##### Exercise text
Woman Volunteered for Cutting-Edge Eye Implant, Years Later Hears a Small Beeping Before Her Entire World Goes Dark
Hundreds of people are being plunged back into the dark as their bionic eye devices fail after the company that made them stopped supporting the tech. It is a tale of the wonders of technology but also a warning that new tech does not mean permanency.
People often have the mistaken notion that once something is invented, manufactured and sold, we have it with us forever. But many people who found life-changing relief with the Argus retinal implant systems are now finding that they risk being returned to blindness — or worse, serious medical distress.
Many were implanted with the Argus systems over the past two decades, giving them enough sight to go about their lives. For many, Argus was a revelation that gave them an amazing increase in their standard of living.
One of them, a New Yorker named Barbara Campbell, says that she had her device implanted to compensate for a genetic disease that rendered her completely blind in her 30s. But Campbell says last year when she was walking through the New York subway system, she heard a few odd beeping noises — then everything went black when her device completely failed her, according to IEWW Spectrum.
Another patient, Terry Byland, received his Second Sight system for both his eyes. But now he faces the same fate as Campbell as he sits in rueful anticipation of failure.
As IEWW Spectrum, the website of IEEE technology organization, noted, the Argus system has been abandoned by Second Sight Medical Products because the tech did not make the company enough money and the company is now on the verge of bankruptcy.
IEEE added, “more than 350 other blind people around the world with Second Sight’s implants in their eyes, find themselves in a world in which the technology that transformed their lives is just another obsolete gadget. One technical hiccup, one broken wire, and they lose their artificial vision, possibly forever. To add injury to insult: A defunct Argus system in the eye could cause medical complications or interfere with procedures such as MRI scans, and it could be painful or expensive to remove.”
##########
-- Work to complete --
1. In the article about the failing Argus eye implants, how many other blind people around the world are said to have Second Sight's implants?
2. Reproduce the article about the failing Argus eye implants word for word, from "Another patient, Terry" to "verge of bankruptcy.".
3. Carry on the article about the failing Argus eye implants from the point where it stops.
##### Provided records
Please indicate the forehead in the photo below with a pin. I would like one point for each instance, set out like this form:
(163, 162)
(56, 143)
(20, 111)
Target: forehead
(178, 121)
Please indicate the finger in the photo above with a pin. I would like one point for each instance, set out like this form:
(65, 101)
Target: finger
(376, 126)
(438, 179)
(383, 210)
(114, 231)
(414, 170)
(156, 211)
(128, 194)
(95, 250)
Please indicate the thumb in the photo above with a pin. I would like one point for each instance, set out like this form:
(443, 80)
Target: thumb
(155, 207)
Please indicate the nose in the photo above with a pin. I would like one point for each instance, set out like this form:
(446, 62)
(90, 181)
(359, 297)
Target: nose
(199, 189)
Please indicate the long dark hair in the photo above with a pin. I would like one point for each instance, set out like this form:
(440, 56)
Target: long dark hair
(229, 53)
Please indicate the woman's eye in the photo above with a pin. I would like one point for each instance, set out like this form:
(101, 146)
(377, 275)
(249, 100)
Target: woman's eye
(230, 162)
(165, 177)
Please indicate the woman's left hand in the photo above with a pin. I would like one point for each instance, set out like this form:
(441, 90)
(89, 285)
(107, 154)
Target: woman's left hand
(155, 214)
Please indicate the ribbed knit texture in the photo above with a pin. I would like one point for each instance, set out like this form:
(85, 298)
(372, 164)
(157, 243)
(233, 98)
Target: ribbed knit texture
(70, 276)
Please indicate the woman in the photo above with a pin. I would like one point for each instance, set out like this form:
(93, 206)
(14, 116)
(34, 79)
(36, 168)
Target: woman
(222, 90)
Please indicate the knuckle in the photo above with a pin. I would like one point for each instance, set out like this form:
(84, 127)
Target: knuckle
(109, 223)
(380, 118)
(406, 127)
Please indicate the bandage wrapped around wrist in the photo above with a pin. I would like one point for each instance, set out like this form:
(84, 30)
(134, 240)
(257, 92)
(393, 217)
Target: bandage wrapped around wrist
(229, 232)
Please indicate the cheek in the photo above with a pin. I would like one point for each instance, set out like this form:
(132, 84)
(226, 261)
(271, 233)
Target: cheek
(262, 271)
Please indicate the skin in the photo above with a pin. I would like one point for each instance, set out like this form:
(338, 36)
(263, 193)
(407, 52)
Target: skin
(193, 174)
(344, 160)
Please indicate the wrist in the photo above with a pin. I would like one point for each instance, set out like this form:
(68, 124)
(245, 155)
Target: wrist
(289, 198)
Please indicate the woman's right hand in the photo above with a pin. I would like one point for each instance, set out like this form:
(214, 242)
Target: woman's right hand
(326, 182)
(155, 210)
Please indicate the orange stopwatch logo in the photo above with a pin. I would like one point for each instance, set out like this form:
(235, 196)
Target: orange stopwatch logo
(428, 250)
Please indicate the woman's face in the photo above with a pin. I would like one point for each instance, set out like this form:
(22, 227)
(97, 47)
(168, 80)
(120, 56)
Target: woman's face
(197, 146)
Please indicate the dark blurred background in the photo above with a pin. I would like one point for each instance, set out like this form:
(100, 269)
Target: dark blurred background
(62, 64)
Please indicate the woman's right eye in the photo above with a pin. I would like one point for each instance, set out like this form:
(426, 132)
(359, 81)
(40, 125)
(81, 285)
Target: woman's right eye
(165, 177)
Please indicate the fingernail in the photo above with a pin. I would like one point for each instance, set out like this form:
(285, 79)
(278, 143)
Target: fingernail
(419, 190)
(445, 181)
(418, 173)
##########
-- Solved tasks --
1. More than 350.

2.
Another patient, Terry Byland, received his Second Sight system for both his eyes. But now he faces the same fate as Campbell as he sits in rueful anticipation of failure.
As IEWW Spectrum, the website of IEEE technology organization, noted, the Argus system has been abandoned by Second Sight Medical Products because the tech did not make the company enough money and the company is now on the verge of bankruptcy.

3.
“As long as nothing goes wrong, I’m fine,” Byland told IEEE. “But if something does go wrong with it, well, I’m screwed. Because there’s no way of getting it fixed.”
Ross Doerr, another Second Sight customer, thought things were going along well with his implant until he was rudely told that he was standing on the precipice of disaster.
Doerr “received an implant in one eye in 2019 and remembers seeing the shining lights of Christmas trees that holiday season,” IEEE reported. “He was thrilled to learn in early 2020 that he was eligible for software upgrades that could further improve his vision. Yet in the early months of the COVID-19 pandemic, he heard troubling rumors about the company and called his Second Sight vision-rehab therapist. ‘She said, ‘Well, funny you should call. We all just got laid off.’ She said, ‘By the way, you’re not getting your upgrades.””
It all amounts to a tale most Americans don’t think about. We are all tuned to hearing these wonderful stories of new technology, certainly. We see similar stories in the media every day. But we rarely hear when the companies that invented such tech go out of business.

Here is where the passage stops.